Begin

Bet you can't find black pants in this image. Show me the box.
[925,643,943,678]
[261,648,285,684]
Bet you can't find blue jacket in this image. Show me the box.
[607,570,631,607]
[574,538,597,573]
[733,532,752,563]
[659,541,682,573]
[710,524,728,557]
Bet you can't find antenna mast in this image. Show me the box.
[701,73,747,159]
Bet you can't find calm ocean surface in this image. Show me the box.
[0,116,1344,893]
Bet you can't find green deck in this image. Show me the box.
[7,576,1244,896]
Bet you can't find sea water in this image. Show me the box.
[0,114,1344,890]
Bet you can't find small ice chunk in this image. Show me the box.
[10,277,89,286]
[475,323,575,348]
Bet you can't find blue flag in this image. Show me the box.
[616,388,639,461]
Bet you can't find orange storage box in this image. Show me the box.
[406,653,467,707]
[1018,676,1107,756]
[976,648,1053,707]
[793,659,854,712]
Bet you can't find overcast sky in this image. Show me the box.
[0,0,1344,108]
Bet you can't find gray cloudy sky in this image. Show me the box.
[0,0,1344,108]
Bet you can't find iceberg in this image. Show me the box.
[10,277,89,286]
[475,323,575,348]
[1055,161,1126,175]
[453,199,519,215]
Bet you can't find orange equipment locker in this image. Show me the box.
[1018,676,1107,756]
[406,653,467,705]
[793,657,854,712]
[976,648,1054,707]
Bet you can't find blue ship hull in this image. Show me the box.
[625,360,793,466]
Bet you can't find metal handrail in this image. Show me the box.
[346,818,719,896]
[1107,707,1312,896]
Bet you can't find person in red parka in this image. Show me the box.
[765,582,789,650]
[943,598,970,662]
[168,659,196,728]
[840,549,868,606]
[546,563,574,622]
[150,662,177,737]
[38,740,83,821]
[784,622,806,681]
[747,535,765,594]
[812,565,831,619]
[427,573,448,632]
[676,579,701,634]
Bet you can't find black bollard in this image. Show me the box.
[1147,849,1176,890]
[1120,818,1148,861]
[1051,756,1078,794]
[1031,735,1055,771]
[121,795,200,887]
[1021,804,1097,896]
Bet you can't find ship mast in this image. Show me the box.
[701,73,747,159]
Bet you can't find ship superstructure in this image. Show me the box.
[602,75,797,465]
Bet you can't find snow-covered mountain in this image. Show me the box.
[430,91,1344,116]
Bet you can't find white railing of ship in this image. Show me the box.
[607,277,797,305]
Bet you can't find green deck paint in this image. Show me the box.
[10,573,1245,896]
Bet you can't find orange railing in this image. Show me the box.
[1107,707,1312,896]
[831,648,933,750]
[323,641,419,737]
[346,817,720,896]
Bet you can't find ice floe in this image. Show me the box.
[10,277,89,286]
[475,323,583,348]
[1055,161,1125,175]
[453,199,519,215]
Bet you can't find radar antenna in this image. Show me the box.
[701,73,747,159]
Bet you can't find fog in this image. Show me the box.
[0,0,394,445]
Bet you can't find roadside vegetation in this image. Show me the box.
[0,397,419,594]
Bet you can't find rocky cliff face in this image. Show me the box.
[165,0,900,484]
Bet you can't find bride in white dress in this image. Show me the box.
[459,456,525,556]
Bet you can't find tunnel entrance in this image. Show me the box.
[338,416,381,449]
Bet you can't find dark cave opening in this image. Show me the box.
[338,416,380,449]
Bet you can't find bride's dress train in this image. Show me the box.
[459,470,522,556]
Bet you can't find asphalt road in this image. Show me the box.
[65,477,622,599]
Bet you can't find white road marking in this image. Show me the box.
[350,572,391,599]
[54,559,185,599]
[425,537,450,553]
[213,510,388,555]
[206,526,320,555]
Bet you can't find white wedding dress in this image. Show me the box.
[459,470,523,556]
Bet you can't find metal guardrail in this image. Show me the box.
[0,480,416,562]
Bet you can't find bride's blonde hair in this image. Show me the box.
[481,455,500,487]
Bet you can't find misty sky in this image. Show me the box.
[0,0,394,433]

End

§ Short exercise
Rewrite the lines from the line with "Bet you can't find orange railing" to the line with "[338,416,380,449]", including both of those lines and the requests, and shift every box coordinate in the answers up by 115.

§ Answer below
Bet you can't find orange railing in this image. Show me the box.
[1222,822,1427,1011]
[946,763,1048,865]
[438,756,534,852]
[461,932,835,1011]
Bet you can't find ice floe in this image. Show me the box.
[125,392,204,401]
[590,438,698,463]
[1170,276,1240,290]
[568,314,634,330]
Bet you can't find radar antenna in this image. Show me the box.
[816,188,862,274]
Bet you can't find fog in this image. Show me the box.
[115,115,509,560]
Bet you can't find roadside vegetation in this image. Show me the box.
[115,512,534,709]
Bet you can't find rocky cliff face in this image. Show me the box.
[280,115,1015,599]
Bet you can't find bride in white dress in this image. Show me the box.
[574,571,640,671]
Bet you can't find tunnel entrance in this image. Show me the box.
[453,531,496,564]
Bet you can't find dark cave opening in this image. Show me the box.
[453,531,495,564]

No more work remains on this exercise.